CINEMA: Shortcutz Ovar 2020 | Sessão #41



CINEMA: Shortcutz Ovar Sessão #41
Escola de Artes e Ofícios
90 Minutos | Maiores de 16 anos
15 Out 2020 | qui | 22:00


Circularidade. Linearidade. Infinito. Espaço, espaço, espaço. E tempo. E gente. A forma como as pessoas se relacionam com o espaço e o tempo foi, de um ponto de vista conceptual, o elemento aglutinador da 41ª sessão do Shortcutz Ovar, levada ao ecrã da Escola de Artes e Ofícios na noite de ontem e perante uma moldura humana, sólida amálgama de entusiasmo e resiliência, deveras significativa. Habitual moderador destas sessões, Tiago Alves fez questão de vincar isso mesmo, saudando aqueles que, em tempos de indefinição e incerteza, teimam em seguir de braço dado com as artes, em sair de casa e, responsavelmente, em ocupar as cadeiras das salas, dando sentido a todo um esforçado trabalho de programação e organização e alimentando o querer e os sonhos de todos quantos vivem de e para a cultura.

◇ ◇ ◇

▸ **INSTRUÇÃO A**
No trecho sobre a sessão do Shortcutz Ovar, quem é o habitual moderador destas sessões?

◇ ◇ ◇

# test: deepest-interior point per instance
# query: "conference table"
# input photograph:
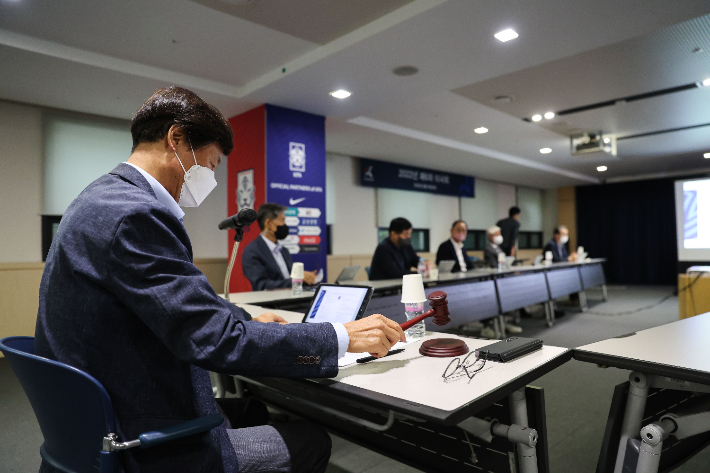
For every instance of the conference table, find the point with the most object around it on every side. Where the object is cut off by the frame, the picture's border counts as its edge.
(402, 406)
(669, 367)
(479, 294)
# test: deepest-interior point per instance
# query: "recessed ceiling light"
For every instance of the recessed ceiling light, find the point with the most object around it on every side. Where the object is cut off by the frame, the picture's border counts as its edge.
(340, 94)
(506, 35)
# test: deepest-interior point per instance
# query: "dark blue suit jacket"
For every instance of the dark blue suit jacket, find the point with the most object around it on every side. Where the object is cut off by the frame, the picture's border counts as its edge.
(121, 300)
(260, 267)
(391, 262)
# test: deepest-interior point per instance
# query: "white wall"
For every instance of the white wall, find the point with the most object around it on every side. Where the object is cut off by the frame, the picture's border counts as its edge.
(20, 183)
(531, 209)
(78, 150)
(481, 212)
(350, 208)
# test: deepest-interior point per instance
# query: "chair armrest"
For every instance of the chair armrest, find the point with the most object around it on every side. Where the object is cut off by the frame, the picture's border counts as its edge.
(185, 429)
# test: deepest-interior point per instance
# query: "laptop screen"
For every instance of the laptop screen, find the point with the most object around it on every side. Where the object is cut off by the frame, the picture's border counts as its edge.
(340, 304)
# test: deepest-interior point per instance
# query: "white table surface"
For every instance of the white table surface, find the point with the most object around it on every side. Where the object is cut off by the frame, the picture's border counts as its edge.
(682, 344)
(256, 311)
(416, 378)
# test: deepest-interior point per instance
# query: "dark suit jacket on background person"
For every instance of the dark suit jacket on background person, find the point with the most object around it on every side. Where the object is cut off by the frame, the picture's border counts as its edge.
(509, 229)
(260, 267)
(391, 262)
(559, 253)
(121, 300)
(447, 251)
(490, 254)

◇ ◇ ◇

▸ **INSTRUÇÃO B**
Por favor, devolva cada linha acima que contenha a palavra "wall".

▸ **RESPOSTA COMPLETA A**
Tiago Alves.

▸ **RESPOSTA COMPLETA B**
# query: "white wall"
For every instance of the white wall, find the point with the most object around it on every side. Where the object is cut off by the frame, the picture's border counts as its edge.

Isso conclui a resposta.